**Dataset extract:**
+ + + + +
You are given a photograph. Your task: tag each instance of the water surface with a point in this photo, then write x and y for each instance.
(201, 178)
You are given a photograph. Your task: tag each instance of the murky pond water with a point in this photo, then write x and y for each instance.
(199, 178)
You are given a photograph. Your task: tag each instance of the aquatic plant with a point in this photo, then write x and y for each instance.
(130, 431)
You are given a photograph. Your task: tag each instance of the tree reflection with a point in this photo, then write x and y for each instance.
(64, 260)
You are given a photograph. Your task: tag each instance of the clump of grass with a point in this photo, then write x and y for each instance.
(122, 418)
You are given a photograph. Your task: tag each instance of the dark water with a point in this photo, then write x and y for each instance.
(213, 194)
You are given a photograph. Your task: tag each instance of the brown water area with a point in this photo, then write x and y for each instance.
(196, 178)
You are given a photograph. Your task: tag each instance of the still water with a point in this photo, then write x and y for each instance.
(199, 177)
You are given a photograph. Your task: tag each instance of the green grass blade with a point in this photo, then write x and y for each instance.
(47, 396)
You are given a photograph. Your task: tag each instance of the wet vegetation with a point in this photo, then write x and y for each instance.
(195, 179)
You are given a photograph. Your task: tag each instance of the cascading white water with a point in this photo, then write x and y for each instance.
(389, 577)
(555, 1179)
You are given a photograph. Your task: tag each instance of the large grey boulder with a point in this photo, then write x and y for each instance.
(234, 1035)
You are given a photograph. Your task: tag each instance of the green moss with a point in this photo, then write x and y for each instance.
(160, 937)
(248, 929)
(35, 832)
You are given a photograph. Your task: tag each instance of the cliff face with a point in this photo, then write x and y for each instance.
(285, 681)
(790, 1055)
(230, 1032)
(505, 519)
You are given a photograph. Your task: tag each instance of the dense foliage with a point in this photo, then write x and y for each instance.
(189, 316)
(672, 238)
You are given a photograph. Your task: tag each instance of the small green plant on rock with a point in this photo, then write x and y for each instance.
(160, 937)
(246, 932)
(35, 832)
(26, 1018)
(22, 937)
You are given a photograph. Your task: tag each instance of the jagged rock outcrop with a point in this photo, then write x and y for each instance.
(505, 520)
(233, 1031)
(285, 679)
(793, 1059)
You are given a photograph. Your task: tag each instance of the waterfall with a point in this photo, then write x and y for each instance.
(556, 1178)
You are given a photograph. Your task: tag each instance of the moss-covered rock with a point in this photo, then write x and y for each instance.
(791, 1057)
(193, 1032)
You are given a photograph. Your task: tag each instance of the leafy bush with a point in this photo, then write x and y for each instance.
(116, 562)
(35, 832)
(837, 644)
+ + + + +
**Task goal:** Copy out every row above word for word, without changing anything.

**Written response:**
You are given a photograph. Your task: tag each instance of the water surface with a point in this photo, then write x and y for each instance.
(201, 178)
You are given a photograph. Your task: tag each instance of the murky pond water with a point in this photo, then write x and y for each instance.
(199, 178)
You are given a photograph. Your task: tag each instance of the aquatic plant with a point in this photo, then write x and y for each instance.
(130, 431)
You are given a photograph. Your task: tag each instance of the tree reflection with a point in this photo, then write x and y for each instance.
(64, 260)
You are given a photograph. Your task: tag each instance of the clump of grass with a point in this photo, then write x and y for each instance.
(122, 418)
You are given a photograph. Your task: tag each instance of the dark water with a point in this photo, then write x and y for each instance.
(213, 194)
You are given a photograph. Your task: tag each instance of the brown water area with a point in this photo, then write x and y for each instance.
(196, 178)
You are given a photograph. Your task: tag each instance of the still water with a point in this photo, then write x and y for each instance.
(199, 177)
You are given a photograph. Your task: tag each instance of the green grass blade with a point in this photo, then write x and y for each instance.
(47, 396)
You are given a photograph. Your task: tag each instance of the wet vegetation with a point in this photo, then write x and y for each instance.
(195, 179)
You are given a photograph. Your task: tag each instance of the cascading white water with a point in this photo, then write x and y for each instance.
(389, 577)
(555, 1179)
You are given a photograph. Your task: tag each instance of the large grey boulder with a point in this photo, then write x and y for each instance.
(234, 1035)
You are given a photograph. Your task: tag each instance of the green moss with a point in this photo, then write x and y for each instance.
(160, 937)
(248, 929)
(35, 832)
You are given a photograph. Your task: tag each instance of the cliff face with a point in this photo, then write x and y for each instance.
(285, 681)
(790, 1055)
(230, 1032)
(505, 519)
You are given a photograph. Your task: tag each instance of the dense foliage with a point in this photo, then write x and y for each instance.
(189, 316)
(672, 238)
You are given a photograph. Your task: tag each instance of the small green plant on rock with a point in this photo, then write x and y for each instance.
(160, 937)
(246, 932)
(35, 832)
(26, 1018)
(22, 937)
You are given a photograph. Your task: tag each instance of the jagged rock outcrop with a point in this photo, then write x and y for each instance.
(505, 520)
(233, 1031)
(285, 679)
(793, 1059)
You are given a photograph. Your task: tag each instance of the waterfall with a point in this photo, then write x and y for each instance.
(556, 1178)
You are given a photograph. Your task: tag each instance of the moss-covered rock with a point in this photo, then write x and y for each instance.
(791, 1057)
(193, 1032)
You are given a photograph. Your task: tag each instance of the leafy bush with a point in this photo, then write x and y for each instance.
(116, 562)
(35, 832)
(837, 644)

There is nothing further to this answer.